● PASSAGE PROVIDED
>>

The last couple of winters I've listened to a song over and over by the Swedish singers in the band First Aid Kit:
Well it’s a new year, with it comes more than new fears.
Met a young man who was in tears, he asked me,
“What induces us to stay here?”
I said, “I don't know much and I’m not lying,
But I think you just have to keep on trying.”
And I know I am naive, but if anything
That’s what's going to save me
That’s what's going to save me
The Irish writer, Edna O’Brien has said, “In a way Winter is the real Spring - the time when the inner things happen, the resurgence of nature.”
I think it holds true for me - winter is when the inner things happen. There is even the feeling, mid-winter, that it would be better to go on wintering. There is even the wish that the spell of winter not be broken.
In winter the world is new with every snowfall.
The world is new, and you
have been chosen to say this poem,
because you are the one with the love bites on you.
Your love has brought us to this silence,
where the only obligation
is to walk slowly through a meadow
Winter is the poem I’m obligated to say, the silence to which I’m obligated to listen, the contours and the bones of the world I’m obligated to see revealed.
Maybe it was a year ago that I came to an essay by Li-Young Lee, titled, “The Subject is Silence.” Maybe it was last winter. In it he says, “The real subject in poetry isn’t the voice. The real subject is silence. It’s like in architecture, where the medium is not really stone or metal, but space. We use materials—brick, glass, whatever—to inflect the immaterial, space. I would say that the real medium of poetry is inner space, the silence of our deepest interior.”
Maybe I found this essay when the snow fell for two days straight and I remembered the quiet of winter, the silence that finally seeps into one, watching the snow accumulate, watching the snow italicize bare tree branches. The subject of winter isn’t snow, it’s silence.
Winter is difficult. And the snow brings us a difficult beauty. But it is beauty. At the beginning of winter, our eyes will adjust to seeing colour, this muted palette, with surprise, and with some degree of disdain. The bones of trees are caressed and winter seeing begins. A more patient seeing?

<<

● SOURCE MATERIAL
>>

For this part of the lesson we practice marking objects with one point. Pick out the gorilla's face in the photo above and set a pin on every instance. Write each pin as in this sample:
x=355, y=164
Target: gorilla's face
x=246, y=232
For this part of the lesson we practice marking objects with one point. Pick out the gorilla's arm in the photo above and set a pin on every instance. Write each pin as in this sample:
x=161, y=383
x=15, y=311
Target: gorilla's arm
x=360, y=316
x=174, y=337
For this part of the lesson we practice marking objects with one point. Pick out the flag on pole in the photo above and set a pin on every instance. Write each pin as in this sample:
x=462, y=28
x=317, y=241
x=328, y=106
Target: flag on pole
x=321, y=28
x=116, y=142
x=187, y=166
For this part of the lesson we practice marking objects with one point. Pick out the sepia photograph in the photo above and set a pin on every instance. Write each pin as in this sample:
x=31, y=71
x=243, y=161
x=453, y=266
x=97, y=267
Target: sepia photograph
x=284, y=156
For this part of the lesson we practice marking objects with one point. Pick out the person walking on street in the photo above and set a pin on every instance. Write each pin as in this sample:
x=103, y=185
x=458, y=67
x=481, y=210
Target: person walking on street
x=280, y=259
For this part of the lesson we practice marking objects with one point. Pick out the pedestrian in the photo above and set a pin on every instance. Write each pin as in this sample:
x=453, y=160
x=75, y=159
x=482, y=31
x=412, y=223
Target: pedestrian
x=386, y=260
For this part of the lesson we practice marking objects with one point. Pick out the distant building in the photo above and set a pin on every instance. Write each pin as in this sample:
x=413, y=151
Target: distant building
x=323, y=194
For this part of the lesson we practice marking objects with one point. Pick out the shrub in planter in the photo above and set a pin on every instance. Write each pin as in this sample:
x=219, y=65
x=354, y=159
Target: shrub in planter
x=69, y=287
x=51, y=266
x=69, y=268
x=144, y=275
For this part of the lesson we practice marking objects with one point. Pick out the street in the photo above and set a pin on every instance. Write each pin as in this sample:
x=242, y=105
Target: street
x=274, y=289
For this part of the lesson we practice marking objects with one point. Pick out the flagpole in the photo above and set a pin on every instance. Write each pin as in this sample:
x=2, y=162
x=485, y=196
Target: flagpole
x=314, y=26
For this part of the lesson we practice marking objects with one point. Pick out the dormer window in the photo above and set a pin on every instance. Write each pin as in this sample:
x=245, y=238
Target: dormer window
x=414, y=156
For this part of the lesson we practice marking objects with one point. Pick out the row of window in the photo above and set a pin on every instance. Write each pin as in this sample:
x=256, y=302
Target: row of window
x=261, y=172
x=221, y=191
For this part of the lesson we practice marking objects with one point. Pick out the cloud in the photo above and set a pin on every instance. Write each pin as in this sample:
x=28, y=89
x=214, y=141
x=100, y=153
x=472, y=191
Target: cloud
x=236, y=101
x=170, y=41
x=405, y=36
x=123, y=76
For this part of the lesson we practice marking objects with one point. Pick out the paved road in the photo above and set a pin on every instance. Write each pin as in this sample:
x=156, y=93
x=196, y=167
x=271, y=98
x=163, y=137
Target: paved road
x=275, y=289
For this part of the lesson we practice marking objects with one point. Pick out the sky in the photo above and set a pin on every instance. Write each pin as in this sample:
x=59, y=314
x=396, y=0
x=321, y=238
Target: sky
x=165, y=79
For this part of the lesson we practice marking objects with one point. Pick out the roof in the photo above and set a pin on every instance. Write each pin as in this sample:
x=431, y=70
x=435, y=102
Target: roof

<<

● TASKS FOR THIS EXERCISE
a. Answer these about the essay on winter, giving each answer on its own line:
(i) What nationality are the singers in First Aid Kit?
(ii) What is the title of the essay by Li-Young Lee?
(iii) In the Edna O'Brien quotation, what is winter said to be "in a way"?
b. Pick up the essay on winter after its closing question, "A more patient seeing?" and keep writing in the same reflective voice.

● ANSWERS TO THE TASKS
a.
(i) Swedish
(ii) "The Subject is Silence."
(iii) The real Spring

b.
Although I don’t love the freezing cold aspect of winter so much, I do prefer the loneliness of it. There’s something holy about winter if you let it come to you. If you keep a sharp eye out. And maybe we use our imagination most fully in winter when so much is hidden, buried. We become attuned to subtle variation in colour and line and we notice small movements. A coyote on the horizon line in a white field. A small bird hiding in a tree eating berries. The artist Andrew Wyeth, known for, among other things, his haunting winter scenes, says, “I prefer winter and fall, when you feel the bone structure of the landscape - the loneliness of it, the dead feeling of winter. Something waits beneath it, the whole story doesn't show.”
And Rumi asks a similar question,
Do you love winter or summer more?
You may have whichever you like,
winter for you, summer for me.
After you have lived in a winter place for so long, in my case all my life, there isn’t a question of preference. What happens is that winter becomes a part of you – it quietly whispers itself into your being. The American poet, Diane Wakoski writes in her book, Emerald Ice:
I remember always the word
that defines my life
How stark even the word winter can be – how cold and desolate and even biting, angry. This aspect of winter can’t be ignored either. Winter can be relentless, dark, extreme, intense. Winter makes us ache and shiver. Winter can sharpen one’s emotions – and as a writer, this can be a useful thing.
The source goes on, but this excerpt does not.